| REQUIREMENTS |
Repeat the lines verbatim, starting with the line that contains "A note for the class: find the white sea" and ending with the line that contains "<point>441,375</point>", both included.

| SUPPLIED DATA |

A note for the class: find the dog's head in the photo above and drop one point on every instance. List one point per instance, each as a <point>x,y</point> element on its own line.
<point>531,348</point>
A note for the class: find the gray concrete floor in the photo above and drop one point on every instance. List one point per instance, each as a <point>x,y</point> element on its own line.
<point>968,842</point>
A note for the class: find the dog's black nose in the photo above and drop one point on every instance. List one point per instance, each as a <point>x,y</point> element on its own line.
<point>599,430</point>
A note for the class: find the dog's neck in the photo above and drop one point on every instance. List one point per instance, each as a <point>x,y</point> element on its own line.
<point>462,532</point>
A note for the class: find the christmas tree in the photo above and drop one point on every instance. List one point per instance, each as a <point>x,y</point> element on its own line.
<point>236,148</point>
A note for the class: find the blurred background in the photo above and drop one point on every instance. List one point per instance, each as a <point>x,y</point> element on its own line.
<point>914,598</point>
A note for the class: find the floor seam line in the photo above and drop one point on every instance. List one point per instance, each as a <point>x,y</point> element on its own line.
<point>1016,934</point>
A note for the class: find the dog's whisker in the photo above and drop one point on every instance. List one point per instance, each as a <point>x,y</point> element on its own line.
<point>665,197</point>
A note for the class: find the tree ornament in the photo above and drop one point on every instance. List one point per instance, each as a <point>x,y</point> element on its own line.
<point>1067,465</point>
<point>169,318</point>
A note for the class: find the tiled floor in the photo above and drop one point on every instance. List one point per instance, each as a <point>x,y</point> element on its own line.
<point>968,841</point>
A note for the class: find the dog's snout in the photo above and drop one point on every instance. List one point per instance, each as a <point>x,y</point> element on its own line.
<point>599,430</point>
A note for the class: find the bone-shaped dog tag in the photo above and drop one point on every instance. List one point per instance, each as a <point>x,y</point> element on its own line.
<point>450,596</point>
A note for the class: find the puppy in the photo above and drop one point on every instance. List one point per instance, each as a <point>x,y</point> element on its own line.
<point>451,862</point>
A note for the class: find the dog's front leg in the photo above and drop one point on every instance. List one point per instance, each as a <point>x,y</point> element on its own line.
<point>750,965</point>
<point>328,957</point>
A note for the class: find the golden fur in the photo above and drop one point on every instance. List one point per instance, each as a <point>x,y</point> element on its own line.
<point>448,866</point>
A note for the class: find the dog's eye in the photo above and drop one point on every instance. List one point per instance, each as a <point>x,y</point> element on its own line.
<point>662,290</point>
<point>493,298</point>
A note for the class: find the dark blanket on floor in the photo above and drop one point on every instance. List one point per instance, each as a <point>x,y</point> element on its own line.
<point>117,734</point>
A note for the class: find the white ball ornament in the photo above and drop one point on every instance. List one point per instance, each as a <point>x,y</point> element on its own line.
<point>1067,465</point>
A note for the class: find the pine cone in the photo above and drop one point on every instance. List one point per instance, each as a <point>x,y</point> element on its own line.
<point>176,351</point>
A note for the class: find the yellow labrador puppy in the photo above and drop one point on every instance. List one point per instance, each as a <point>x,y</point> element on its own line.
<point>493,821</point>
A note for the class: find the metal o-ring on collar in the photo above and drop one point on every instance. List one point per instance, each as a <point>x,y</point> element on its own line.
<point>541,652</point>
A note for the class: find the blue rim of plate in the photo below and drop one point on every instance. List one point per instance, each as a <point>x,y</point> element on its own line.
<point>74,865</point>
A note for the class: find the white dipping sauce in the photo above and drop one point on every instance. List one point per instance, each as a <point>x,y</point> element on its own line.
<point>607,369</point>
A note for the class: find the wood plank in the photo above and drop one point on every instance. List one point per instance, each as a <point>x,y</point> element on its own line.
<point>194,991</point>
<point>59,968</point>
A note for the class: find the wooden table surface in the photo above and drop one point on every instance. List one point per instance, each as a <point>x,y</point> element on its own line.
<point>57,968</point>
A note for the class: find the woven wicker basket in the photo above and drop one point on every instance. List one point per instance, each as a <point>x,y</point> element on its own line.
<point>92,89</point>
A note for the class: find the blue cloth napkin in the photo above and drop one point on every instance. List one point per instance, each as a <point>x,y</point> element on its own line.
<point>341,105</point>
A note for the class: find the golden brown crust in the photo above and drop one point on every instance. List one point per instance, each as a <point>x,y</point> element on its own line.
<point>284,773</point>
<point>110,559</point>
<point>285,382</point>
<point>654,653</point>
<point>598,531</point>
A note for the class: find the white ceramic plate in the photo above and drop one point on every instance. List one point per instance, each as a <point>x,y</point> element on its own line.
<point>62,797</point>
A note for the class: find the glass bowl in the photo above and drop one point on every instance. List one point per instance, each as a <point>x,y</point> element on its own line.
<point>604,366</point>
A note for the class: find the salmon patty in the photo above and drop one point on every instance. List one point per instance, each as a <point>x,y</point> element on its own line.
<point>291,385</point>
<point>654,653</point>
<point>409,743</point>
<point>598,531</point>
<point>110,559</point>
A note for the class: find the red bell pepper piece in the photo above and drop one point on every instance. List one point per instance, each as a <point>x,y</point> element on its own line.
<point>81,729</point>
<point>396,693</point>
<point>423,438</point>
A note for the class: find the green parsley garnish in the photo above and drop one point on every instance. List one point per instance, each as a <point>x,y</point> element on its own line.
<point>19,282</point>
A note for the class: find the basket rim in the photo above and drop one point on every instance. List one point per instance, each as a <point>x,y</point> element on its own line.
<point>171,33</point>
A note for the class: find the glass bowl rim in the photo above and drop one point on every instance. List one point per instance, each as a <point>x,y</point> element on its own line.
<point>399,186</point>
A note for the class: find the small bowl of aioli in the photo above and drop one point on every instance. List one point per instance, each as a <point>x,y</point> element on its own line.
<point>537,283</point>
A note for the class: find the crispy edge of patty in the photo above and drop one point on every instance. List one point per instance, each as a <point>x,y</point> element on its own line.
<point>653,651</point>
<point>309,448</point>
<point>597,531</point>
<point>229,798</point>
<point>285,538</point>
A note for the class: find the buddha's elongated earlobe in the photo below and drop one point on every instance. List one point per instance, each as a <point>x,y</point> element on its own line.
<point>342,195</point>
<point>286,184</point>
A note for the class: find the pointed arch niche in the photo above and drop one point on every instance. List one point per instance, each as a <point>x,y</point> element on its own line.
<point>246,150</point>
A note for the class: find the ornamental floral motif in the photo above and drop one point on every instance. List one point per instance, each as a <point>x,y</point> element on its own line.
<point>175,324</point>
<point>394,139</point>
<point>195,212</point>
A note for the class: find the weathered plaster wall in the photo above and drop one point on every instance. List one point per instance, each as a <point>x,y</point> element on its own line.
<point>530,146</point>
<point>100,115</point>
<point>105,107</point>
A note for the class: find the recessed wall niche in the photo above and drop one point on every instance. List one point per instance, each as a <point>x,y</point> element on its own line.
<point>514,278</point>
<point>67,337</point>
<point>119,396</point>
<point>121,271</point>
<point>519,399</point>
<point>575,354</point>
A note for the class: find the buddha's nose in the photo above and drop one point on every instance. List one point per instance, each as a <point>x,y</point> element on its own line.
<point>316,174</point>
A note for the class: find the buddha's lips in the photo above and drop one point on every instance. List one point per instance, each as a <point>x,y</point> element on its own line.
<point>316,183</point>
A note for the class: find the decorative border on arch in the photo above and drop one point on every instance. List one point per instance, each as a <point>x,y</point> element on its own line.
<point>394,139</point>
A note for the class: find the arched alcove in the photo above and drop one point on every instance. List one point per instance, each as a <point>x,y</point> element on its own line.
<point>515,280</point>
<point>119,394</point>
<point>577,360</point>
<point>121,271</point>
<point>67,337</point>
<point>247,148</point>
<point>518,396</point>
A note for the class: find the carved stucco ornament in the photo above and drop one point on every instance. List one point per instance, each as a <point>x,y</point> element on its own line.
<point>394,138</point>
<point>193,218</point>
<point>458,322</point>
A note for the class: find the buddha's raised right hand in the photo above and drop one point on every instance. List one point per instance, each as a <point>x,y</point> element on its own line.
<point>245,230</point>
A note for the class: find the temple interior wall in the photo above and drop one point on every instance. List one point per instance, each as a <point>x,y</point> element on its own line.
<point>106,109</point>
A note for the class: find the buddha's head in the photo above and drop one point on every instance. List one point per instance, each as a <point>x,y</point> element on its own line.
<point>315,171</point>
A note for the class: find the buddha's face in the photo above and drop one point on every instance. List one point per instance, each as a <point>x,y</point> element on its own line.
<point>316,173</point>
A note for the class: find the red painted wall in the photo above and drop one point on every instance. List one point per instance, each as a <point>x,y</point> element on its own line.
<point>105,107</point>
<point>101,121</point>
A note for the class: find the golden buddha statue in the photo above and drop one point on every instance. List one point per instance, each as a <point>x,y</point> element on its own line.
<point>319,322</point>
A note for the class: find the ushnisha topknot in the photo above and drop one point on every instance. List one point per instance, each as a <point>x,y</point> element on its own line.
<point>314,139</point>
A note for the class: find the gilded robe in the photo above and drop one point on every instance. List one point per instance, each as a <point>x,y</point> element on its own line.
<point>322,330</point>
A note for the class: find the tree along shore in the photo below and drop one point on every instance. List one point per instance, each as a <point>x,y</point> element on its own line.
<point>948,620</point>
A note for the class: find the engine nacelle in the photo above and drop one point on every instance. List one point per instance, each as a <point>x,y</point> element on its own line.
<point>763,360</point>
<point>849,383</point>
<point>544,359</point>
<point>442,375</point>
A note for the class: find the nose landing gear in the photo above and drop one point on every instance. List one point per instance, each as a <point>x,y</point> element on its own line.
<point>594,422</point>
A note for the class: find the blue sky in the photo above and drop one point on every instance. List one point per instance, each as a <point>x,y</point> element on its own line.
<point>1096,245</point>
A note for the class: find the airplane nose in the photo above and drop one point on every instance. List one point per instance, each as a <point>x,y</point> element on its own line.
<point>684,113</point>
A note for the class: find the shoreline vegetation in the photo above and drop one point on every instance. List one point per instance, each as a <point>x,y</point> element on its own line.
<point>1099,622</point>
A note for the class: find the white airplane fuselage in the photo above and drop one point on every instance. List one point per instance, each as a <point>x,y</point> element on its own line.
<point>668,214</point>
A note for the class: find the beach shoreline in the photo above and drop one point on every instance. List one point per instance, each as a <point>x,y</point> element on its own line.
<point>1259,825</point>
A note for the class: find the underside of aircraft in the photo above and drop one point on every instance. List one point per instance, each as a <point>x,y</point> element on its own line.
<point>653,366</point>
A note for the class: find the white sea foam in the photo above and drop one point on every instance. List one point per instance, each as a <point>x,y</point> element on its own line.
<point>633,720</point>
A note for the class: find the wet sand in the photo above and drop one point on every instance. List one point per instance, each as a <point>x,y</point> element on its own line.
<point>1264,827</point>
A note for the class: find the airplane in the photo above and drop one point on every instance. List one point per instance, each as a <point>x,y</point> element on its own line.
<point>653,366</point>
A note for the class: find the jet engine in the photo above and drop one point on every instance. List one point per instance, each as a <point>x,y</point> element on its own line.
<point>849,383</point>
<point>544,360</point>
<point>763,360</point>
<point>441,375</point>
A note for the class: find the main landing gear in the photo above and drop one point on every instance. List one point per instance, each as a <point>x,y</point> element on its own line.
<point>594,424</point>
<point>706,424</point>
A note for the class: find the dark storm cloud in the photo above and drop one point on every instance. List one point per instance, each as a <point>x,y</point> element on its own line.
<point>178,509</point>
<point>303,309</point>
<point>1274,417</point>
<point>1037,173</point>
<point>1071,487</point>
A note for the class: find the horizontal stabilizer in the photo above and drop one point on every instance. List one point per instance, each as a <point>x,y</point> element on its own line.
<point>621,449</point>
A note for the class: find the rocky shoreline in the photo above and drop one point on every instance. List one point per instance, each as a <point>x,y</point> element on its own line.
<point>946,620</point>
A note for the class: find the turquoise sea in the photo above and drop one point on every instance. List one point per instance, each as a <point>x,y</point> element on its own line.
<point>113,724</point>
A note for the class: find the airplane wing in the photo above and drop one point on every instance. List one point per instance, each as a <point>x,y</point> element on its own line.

| EXERCISE RESPONSE |
A note for the class: find the white sea foam in the photo above and drop one point on every instance. List one point per instance, each as a <point>x,y</point> element on its own line.
<point>633,720</point>
A note for the class: find the wet sand in the photo above and drop one point on every instance. List one point per instance, each as a <point>x,y</point> element on its own line.
<point>1264,827</point>
A note for the class: find the airplane in the photo above and drop one point on every instance. List one point per instance, each as a <point>x,y</point> element on its own line.
<point>653,366</point>
A note for the class: find the jet engine in the photo above and drop one point on every instance. List one point per instance, each as a <point>x,y</point> element on its own line.
<point>849,383</point>
<point>544,360</point>
<point>763,360</point>
<point>441,375</point>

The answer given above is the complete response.